TEXT UNDER STUDY:
NVIDIA Titan V vs Titan Xp Preliminary Machine Learning and Simulation Tests

NIVIDA announced availability of the the Titan V card Friday December 8th. We had a couple in hand for testing on Monday December 11th, nice! I ran through many of the machine learning and simulation testing problems that I have done on Titan cards in the past. Results are not the near doubling in performance of past generations… but read on.

NVIDA has set high expectations with it’s incredible performance leaps with past generation updates to the Titan. My initial tests with the Titan V are not showing that large performance gain of the past. I am optimistic that I’ll be able to better exploit the unique features of the card after I spend more time with it. There is no doubt that this is the best desktop “video card” available and it has already shown surprisingly good results on the desktop in areas where it wasn’t really expected to excel. I feel that it is a bargain for $3000 since it is basically an active cooled, desktop system compatible, video card that has most of the same features as the Tesla V100. However, it is no secret that the GeForce 1080Ti and the Titan Xp cards offer fantastic (single precision) compute performance at a significantly lower cost.

I’ll start with a description of the test setup followed by testing results and comments about the performance.


Testing the Titan V against Titan Xp

I’m not going to go over all of the spec details and press release info. There is plenty of that scattered all over the web. I’m just going to run some compute jobs on the Titan V and report the results.

Test set-up (Puget Systems Peak Mini)

I did most of my testing using NVIDIA built docker images. The NGC docker registry is now available for local desktop use. You will need to be a registered NVIDIA developer to receive an API key to access the NGC docker registry. I highly recommend it!

Note: I will be doing an updated series of posts in early 2018 on how to install, configure, and use docker and NVIDIA docker on your desktop system. That will be a refresh of my earlier series on this topic and will utilize version 2 of NVIDIA docker and will discus use of the NCG docker registry.

Tested applications,


CUDA nbody and NAMD Molecular Dynamics Simulation.

The first thing I do when I get a new NVIDA card is to setup a CUDA development environment and compile the included samples. Then I run nbody as a benchmark. This is a classical physics, many-body force (gravity) calculation. The second test job I like to run is a molecular dynamics calculation on the million atom “satellite tobacco mosaic virus a.k.a. stmv” using NAMD. These are both challenging mathematical compute applications and have excellent GPU acceleration.

SOURCE DATA:
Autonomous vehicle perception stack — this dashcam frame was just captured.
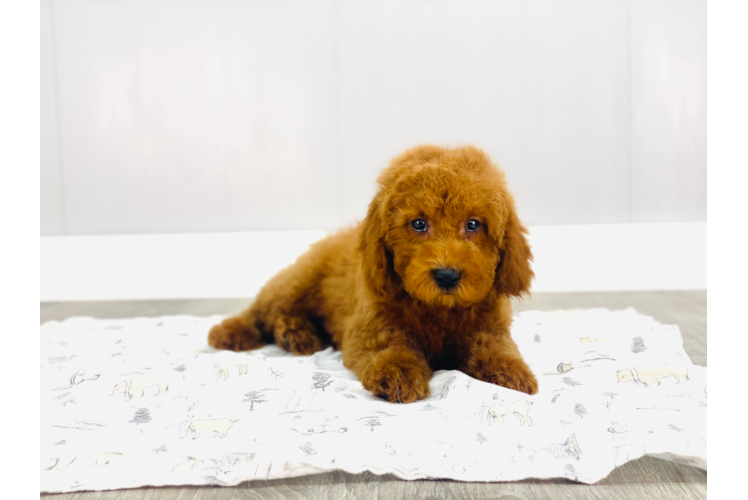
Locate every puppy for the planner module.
[208,146,538,403]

TASKS TO COMPLETE:
(a) Decide whether each statement agrees with the Titan V article. Answer yes or no, and quote the words from the article that decide it: (i) The author had Titan V cards for testing on Monday December 11th. (ii) The author's initial tests show the Titan V nearly doubling the performance of past generations. (iii) Access to the NGC docker registry requires being a registered NVIDIA developer.
(b) According to the Titan V article, why does the author consider the Titan V a bargain at $3000?

TASK-BY-TASK SOLUTIONS:
(a)
(i) Yes: "We had a couple in hand for testing on Monday December 11th"
(ii) No: "Results are not the near doubling in performance of past generations"
(iii) Yes: "You will need to be a registered NVIDIA developer to receive an API key to access the NGC docker registry"

(b) The author calls it a bargain because it is an actively cooled video card that works in a desktop system and has most of the same features as the Tesla V100.